◆ **Provided passage**:
On Tue, Jan 23, 2007 at 12:22:26AM +0200, Siarhei Siamashka wrote:
> Hello All,
> First some background information and rationale.
> Nokia 770 [1] graphics chip has support for packed YUV422 color format
> (IMGFMT_YUY2 according to ffmpeg classification) but does not support 
> scaling (except for pixel doubling feature which can scale image exactly
> twice). So fullscreen video playback suffers a severe performance penalty 
> if it needs scaling. And I got some information that PXA270 in latest Sharp
> Zaurus PDA [2] also doesn't have hardware scaling capabilities, but do 
> support YUV colorspace (which formats exactly are supported still needs to 
> be clarified). So developing a fast ARM optimized scaler for these and similar
> devices makes sense.
> A natural solution for getting good scaler performance is to use JIT style 
> dynamic code generation. I spent full two days on the last weekend and got
> some initial scaler implementation working (it is quite simple and
> straightforward and uses less than 300 lines of code):
> https://garage.maemo.org/plugins/scmsvn/viewcvs.php/trunk/libswscale_nokia770/?root=mplayer
> Its API is quite similar to libswscale, but a bit simplified. You need to
> initialize scaler context by providing source and destination resolution, 
> and also quality level setting. Code for scaling of a horizontal line of
> pixels is dynamically generated on this stage. Once context is initialized, 
> it can be used to scale planar YUV image data and get results in YUY2 
> format.
> Horizontal scaler works in the following way: each pixel in the destination
> buffer is either a copy of some pixel in the source buffer or an average value
> (1:1 proportion) of two nearest pixels. It is possible to extend scaling
> precision to add averaging proportions 1:3 and 3:1 with almost no 
> overhead.  Vertical scaling now just maps some source buffer line to each
> destination buffer line, but it can be probably extended to add support for
> 1:1 proportion averaging of two neighbour source pixel lines to get
> destination buffer line.
> So depending on quality setting, we get either nearest neighbour scaler or
> some kind of simplified low precision bilinear scaler. In order to estimate
> performance, I did some benchmarks with mplayer_1.0rc1-maemo.8 [3] which
> aready has this JIT code in use.
> # mplayer -nosound -benchmark -quiet -endpos 100 [scaler_settings] video.avi
> *** -sws 4 ***
> SwScaler: Nearest Neighbor / POINT scaler, from yuv420p to yuyv422 using C
> SwScaler: using C scaler for horizontal scaling
> SwScaler: using n-tap C scaler for vertical scaling (BGR)
> SwScaler: 640x272 -> 400x170
> BENCHMARKs: VC:  62.645s VO:  58.738s A:   0.000s Sys:   1.053s =  122.435s
> BENCHMARK%: VC: 51.1654% VO: 47.9746% A:  0.0000% Sys:  0.8599% = 100.0000%
> *** -sws 1 ***
> SwScaler: BILINEAR scaler, from yuv420p to yuyv422 using C
> SwScaler: using C scaler for horizontal scaling
> SwScaler: using n-tap C scaler for vertical scaling (BGR)

◆ **Work to do**:
1/ Answer these questions about the scaler message, with one answer per line, marked the same way.
(a) Which color format does the Nokia 770 graphics chip support?
(b) About how many lines of code does the initial scaler implementation use?
(c) In the run with -sws 4, what resolution is the video scaled from and to?
2/ Rewrite the part of the scaler message that opens with the words "On Tue, Jan" and closes with "devices makes sense.", putting "resizing" in place of every "scaling".

◆ **Raw data**:
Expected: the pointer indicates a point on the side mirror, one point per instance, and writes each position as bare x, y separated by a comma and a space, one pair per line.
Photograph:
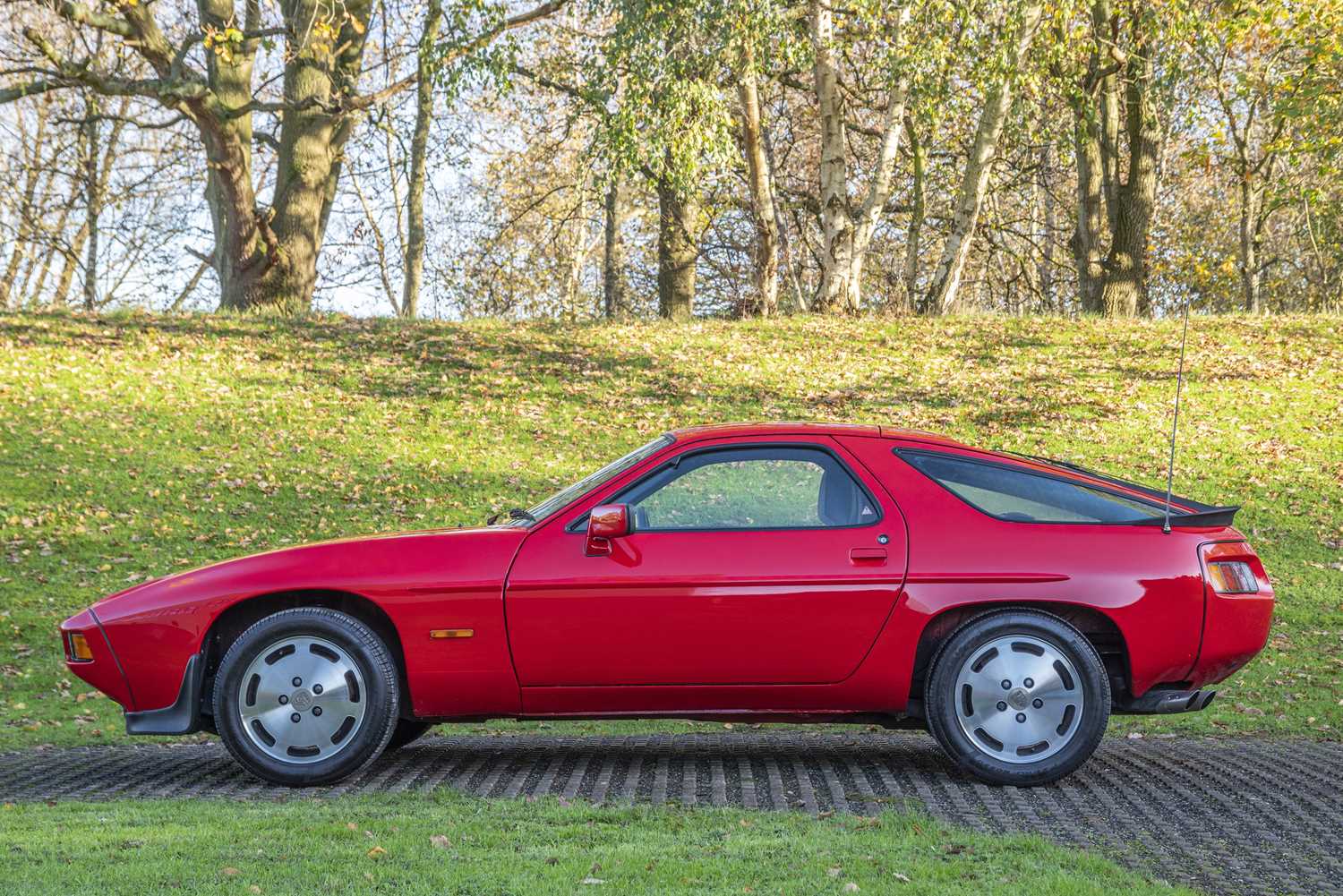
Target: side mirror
606, 522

◆ **The replies**:
1/
(a) Packed YUV422 (IMGFMT_YUY2 in ffmpeg classification)
(b) Less than 300 lines
(c) From 640x272 to 400x170

2/
On Tue, Jan 23, 2007 at 12:22:26AM +0200, Siarhei Siamashka wrote:
> Hello All,
> First some background information and rationale.
> Nokia 770 [1] graphics chip has support for packed YUV422 color format
> (IMGFMT_YUY2 according to ffmpeg classification) but does not support 
> resizing (except for pixel doubling feature which can scale image exactly
> twice). So fullscreen video playback suffers a severe performance penalty 
> if it needs resizing. And I got some information that PXA270 in latest Sharp
> Zaurus PDA [2] also doesn't have hardware resizing capabilities, but do 
> support YUV colorspace (which formats exactly are supported still needs to 
> be clarified). So developing a fast ARM optimized scaler for these and similar
> devices makes sense.